#### [YOUR ASSIGNMENT]
What you return should be the full listing, copied exactly and stripped of its pictures.

Content starts

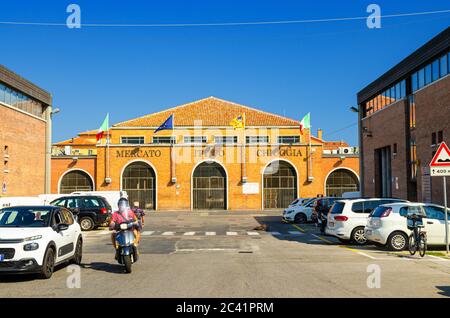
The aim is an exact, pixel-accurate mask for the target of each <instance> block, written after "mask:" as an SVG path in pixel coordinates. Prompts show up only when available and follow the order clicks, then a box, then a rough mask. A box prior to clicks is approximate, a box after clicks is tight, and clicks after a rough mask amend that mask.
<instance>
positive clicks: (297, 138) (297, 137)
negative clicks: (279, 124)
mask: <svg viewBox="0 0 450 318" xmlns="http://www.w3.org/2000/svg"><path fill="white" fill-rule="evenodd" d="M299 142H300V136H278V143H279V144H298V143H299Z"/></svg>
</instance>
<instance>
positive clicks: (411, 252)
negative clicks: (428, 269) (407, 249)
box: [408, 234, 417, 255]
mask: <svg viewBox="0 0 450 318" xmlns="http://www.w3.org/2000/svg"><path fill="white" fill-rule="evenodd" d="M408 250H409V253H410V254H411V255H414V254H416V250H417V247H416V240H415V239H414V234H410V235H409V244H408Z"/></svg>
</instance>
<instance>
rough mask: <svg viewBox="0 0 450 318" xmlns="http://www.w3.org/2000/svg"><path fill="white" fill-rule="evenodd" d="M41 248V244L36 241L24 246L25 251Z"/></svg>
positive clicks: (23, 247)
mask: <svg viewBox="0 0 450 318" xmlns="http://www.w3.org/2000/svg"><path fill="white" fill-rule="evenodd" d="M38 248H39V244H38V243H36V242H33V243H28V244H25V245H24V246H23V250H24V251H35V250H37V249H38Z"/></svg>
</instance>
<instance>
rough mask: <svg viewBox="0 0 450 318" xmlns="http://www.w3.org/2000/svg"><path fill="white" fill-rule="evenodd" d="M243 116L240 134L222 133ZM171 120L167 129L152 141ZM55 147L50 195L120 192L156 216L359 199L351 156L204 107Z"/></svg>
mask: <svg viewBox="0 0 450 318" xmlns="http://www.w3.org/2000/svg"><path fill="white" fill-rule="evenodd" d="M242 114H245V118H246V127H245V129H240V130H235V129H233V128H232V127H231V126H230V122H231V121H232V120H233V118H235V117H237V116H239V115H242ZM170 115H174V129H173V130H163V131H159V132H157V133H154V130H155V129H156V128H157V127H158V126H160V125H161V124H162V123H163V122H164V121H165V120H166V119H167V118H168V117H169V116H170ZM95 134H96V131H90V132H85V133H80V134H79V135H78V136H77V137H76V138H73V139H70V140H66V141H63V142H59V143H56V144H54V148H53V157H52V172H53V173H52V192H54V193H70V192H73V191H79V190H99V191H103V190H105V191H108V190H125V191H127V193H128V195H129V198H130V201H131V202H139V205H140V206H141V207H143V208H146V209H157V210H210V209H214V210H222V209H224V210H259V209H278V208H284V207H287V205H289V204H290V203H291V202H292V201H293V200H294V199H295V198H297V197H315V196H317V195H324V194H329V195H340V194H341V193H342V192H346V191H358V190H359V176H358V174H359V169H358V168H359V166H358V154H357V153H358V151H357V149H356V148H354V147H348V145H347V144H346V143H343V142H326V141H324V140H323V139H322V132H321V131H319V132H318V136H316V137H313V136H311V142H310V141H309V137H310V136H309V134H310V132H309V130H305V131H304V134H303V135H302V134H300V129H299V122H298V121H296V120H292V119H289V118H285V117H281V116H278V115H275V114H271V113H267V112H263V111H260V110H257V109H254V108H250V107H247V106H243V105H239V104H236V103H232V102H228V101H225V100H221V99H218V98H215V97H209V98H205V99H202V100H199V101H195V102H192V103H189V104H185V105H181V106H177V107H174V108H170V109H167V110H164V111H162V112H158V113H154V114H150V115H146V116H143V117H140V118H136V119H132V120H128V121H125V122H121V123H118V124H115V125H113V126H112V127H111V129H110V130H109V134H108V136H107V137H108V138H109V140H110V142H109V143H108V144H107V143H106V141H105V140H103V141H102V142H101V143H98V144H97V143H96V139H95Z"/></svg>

Content ends

#### [EXPECTED OUTPUT]
The aim is an exact, pixel-accurate mask for the target of each <instance> block, written after "mask:" as an SVG path in pixel coordinates. Prompts show up only when available and follow the order clicks, then a box, then a rough mask. A box prior to clicks is approximate, a box after clicks is tight, and clicks after a rough mask amend that mask.
<instance>
positive clicks: (297, 138) (297, 137)
negative clicks: (279, 124)
mask: <svg viewBox="0 0 450 318" xmlns="http://www.w3.org/2000/svg"><path fill="white" fill-rule="evenodd" d="M299 142H300V136H278V143H279V144H298V143H299Z"/></svg>
</instance>
<instance>
positive clicks: (411, 252)
negative clicks: (428, 269) (407, 249)
box: [408, 234, 417, 255]
mask: <svg viewBox="0 0 450 318" xmlns="http://www.w3.org/2000/svg"><path fill="white" fill-rule="evenodd" d="M408 250H409V253H410V254H411V255H414V254H416V250H417V247H416V240H415V239H414V234H410V235H409V244H408Z"/></svg>
</instance>
<instance>
rough mask: <svg viewBox="0 0 450 318" xmlns="http://www.w3.org/2000/svg"><path fill="white" fill-rule="evenodd" d="M41 248V244L36 241L24 246L25 251Z"/></svg>
positive clicks: (23, 247)
mask: <svg viewBox="0 0 450 318" xmlns="http://www.w3.org/2000/svg"><path fill="white" fill-rule="evenodd" d="M38 248H39V244H38V243H36V242H33V243H28V244H25V245H24V246H23V250H24V251H35V250H37V249H38Z"/></svg>
</instance>
<instance>
rough mask: <svg viewBox="0 0 450 318" xmlns="http://www.w3.org/2000/svg"><path fill="white" fill-rule="evenodd" d="M243 116L240 134L222 133ZM171 120L167 129L152 141ZM55 147L50 195L120 192L156 216L359 199L351 156L204 107Z"/></svg>
mask: <svg viewBox="0 0 450 318" xmlns="http://www.w3.org/2000/svg"><path fill="white" fill-rule="evenodd" d="M242 114H245V118H246V127H245V129H240V130H235V129H233V128H232V127H231V126H230V122H231V121H232V120H233V118H235V117H237V116H239V115H242ZM170 115H174V129H173V130H163V131H159V132H157V133H154V130H155V129H156V128H157V127H158V126H160V125H161V124H162V123H163V122H164V121H165V120H166V119H167V118H168V117H169V116H170ZM95 134H96V131H90V132H85V133H80V134H79V135H78V136H77V137H76V138H73V139H70V140H66V141H63V142H59V143H56V144H54V148H53V157H52V172H53V173H52V192H54V193H70V192H73V191H79V190H99V191H103V190H105V191H108V190H125V191H127V193H128V195H129V198H130V201H131V202H139V205H140V206H141V207H143V208H146V209H157V210H210V209H214V210H222V209H224V210H259V209H278V208H284V207H287V205H289V204H290V203H291V202H292V201H293V200H294V199H295V198H297V197H315V196H317V195H324V194H329V195H340V194H341V193H342V192H346V191H358V190H359V176H358V174H359V169H358V168H359V166H358V154H357V153H358V151H357V149H356V148H354V147H348V145H347V144H346V143H343V142H326V141H324V140H323V139H322V132H321V131H319V132H318V136H316V137H313V136H311V142H310V141H309V137H310V136H309V134H310V132H309V130H305V131H304V134H303V135H302V134H300V129H299V122H298V121H296V120H292V119H289V118H285V117H281V116H278V115H275V114H271V113H267V112H263V111H260V110H257V109H254V108H250V107H247V106H243V105H239V104H236V103H232V102H228V101H225V100H221V99H218V98H215V97H209V98H205V99H202V100H199V101H195V102H192V103H189V104H185V105H181V106H177V107H174V108H170V109H167V110H164V111H162V112H158V113H154V114H150V115H146V116H143V117H140V118H136V119H132V120H128V121H125V122H121V123H118V124H115V125H113V126H112V127H111V129H110V130H109V134H108V136H107V137H108V138H109V140H110V142H109V143H108V144H107V143H106V141H105V140H103V141H102V142H101V143H98V144H97V143H96V139H95Z"/></svg>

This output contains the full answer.